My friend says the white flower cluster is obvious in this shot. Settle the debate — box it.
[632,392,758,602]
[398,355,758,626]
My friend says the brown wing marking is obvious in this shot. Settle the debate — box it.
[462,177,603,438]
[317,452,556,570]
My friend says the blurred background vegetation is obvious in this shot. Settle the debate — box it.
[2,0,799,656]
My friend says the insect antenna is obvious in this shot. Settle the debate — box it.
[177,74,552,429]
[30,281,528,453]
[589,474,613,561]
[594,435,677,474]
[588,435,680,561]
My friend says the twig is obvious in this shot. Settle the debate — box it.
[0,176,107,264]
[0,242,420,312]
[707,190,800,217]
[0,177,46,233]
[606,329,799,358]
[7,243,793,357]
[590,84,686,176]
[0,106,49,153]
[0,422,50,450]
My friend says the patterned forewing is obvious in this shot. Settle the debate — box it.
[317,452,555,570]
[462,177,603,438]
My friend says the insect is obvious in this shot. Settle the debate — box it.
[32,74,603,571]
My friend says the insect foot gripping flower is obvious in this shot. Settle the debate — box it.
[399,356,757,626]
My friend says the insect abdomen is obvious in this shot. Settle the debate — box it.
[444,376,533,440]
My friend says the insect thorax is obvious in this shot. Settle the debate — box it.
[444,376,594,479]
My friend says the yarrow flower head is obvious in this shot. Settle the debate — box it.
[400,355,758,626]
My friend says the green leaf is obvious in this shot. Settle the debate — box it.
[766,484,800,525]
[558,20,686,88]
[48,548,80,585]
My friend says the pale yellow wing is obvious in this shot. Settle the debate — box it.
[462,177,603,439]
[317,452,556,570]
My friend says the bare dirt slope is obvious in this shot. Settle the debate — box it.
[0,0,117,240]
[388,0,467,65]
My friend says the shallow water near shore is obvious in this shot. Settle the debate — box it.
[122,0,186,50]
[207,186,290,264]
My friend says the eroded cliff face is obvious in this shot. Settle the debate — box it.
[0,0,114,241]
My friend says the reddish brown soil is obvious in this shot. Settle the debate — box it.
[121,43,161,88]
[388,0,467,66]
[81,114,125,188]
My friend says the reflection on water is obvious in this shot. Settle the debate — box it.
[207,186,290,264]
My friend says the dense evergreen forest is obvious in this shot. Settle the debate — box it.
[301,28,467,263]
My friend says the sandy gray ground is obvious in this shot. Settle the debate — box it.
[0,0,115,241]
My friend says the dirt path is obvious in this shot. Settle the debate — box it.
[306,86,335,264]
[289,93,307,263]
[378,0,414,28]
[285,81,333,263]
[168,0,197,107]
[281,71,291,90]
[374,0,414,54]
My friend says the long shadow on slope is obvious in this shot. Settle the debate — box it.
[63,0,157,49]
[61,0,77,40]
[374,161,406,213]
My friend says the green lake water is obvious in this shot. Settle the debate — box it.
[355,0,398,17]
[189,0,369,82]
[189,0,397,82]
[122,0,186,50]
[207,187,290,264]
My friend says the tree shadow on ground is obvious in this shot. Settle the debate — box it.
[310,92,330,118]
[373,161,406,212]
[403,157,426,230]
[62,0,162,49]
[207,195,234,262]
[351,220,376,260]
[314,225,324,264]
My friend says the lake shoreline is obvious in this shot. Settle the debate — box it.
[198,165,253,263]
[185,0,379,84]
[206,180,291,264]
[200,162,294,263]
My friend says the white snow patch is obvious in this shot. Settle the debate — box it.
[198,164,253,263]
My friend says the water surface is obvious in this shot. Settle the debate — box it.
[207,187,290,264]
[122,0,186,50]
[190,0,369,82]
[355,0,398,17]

- Exercise instructions:
Print the whole listing again, exactly.

- Response to this task:
My friend says the white flower cluster is obvious in this shot. Settle the debate — box it.
[632,392,758,602]
[398,355,758,626]
My friend says the brown wing marking is obvious in this shot. Settle the debate — box it.
[462,177,603,438]
[317,452,556,570]
My friend says the blurred background vegetation is obvious in this shot. Settle the debate — box it.
[2,0,799,656]
My friend says the insect antenna is obvious in this shot. Settle the debate — box it.
[177,74,552,429]
[30,281,528,453]
[589,474,613,561]
[594,435,677,474]
[588,435,680,561]
My friend says the twig is obvious in this shot. Settle the debate — box it.
[0,176,107,264]
[0,242,420,312]
[707,190,800,217]
[0,177,46,233]
[606,329,799,358]
[7,243,793,357]
[590,84,686,176]
[0,106,49,153]
[0,422,50,450]
My friend says the patterned forewing is obvious in this shot. Settle the debate — box it.
[317,452,555,570]
[462,177,603,438]
My friend says the insect is obvious in this shot. Settle the debate — box it.
[32,74,603,571]
My friend says the insect foot gripping flower is obvious in this shot. Settle the debate — box it.
[399,356,757,626]
My friend says the insect abdomen is obvious in this shot. Settle the debate — box it.
[444,376,533,440]
My friend says the insect thorax is obvious in this shot. Settle the debate — box it.
[444,376,594,479]
My friend says the yarrow flower head is obvious in this shot. Settle the debate — box it.
[400,355,758,626]
My friend says the green leaf is obvious in this shot. Settle the debate — box it.
[766,484,800,525]
[558,20,686,88]
[48,548,80,585]
My friend says the pale yellow wing is obvious in this shot. Settle the debate — box it.
[462,177,603,439]
[317,452,556,570]
My friend says the bare dirt slope is obvious in this shot. Settle the debate — box it.
[0,0,117,240]
[388,0,467,65]
My friend says the shallow water near shore is obvious in this shot. Settle the debate — box it.
[122,0,186,50]
[207,186,290,264]
My friend says the eroded cliff face is obvious in this shot. Settle the debate — box it.
[0,0,114,241]
My friend says the reddish brown soil is obvious in this shot. Settle the debate — box it.
[121,43,161,88]
[388,0,467,66]
[81,114,125,188]
My friend says the reflection on water is obvious in this shot. Settle the debate — box it.
[207,186,290,264]
My friend says the dense evergreen forest is obvious in this shot. Settle the debate — box it.
[301,28,467,263]
My friend says the sandy gray ground is obvious in this shot. Settle the debate — box it.
[0,0,115,241]
My friend says the dirt path is obvious in this shot. Settle the debate — box it.
[306,86,335,264]
[289,93,307,263]
[378,0,414,28]
[285,81,333,263]
[168,0,197,107]
[281,71,291,90]
[374,0,414,54]
My friend says the long shadow on slope is obvious in this shot. Settle the debate — box it.
[63,0,157,49]
[61,0,77,40]
[374,161,406,213]
My friend says the green lake water is obvious in this shot. Settle the debate — box it.
[355,0,398,17]
[189,0,369,82]
[189,0,397,82]
[122,0,186,50]
[207,187,290,264]
My friend says the tree shadow on ground is obvious in this shot. Settle the debate — box it.
[310,92,330,118]
[373,161,406,212]
[403,157,426,230]
[62,0,162,49]
[207,195,234,262]
[351,220,376,260]
[314,225,324,264]
My friend says the lake shoreline is obvious in this shot. Settle the debate — box it.
[198,165,253,263]
[185,0,379,84]
[206,180,291,264]
[200,162,294,263]
My friend says the white snow patch is obvious in this shot. Settle the debate — box it.
[198,164,253,263]
My friend says the water surface is obvious in this shot. Settle the debate — box it.
[207,187,290,264]
[122,0,186,50]
[190,0,369,82]
[355,0,398,17]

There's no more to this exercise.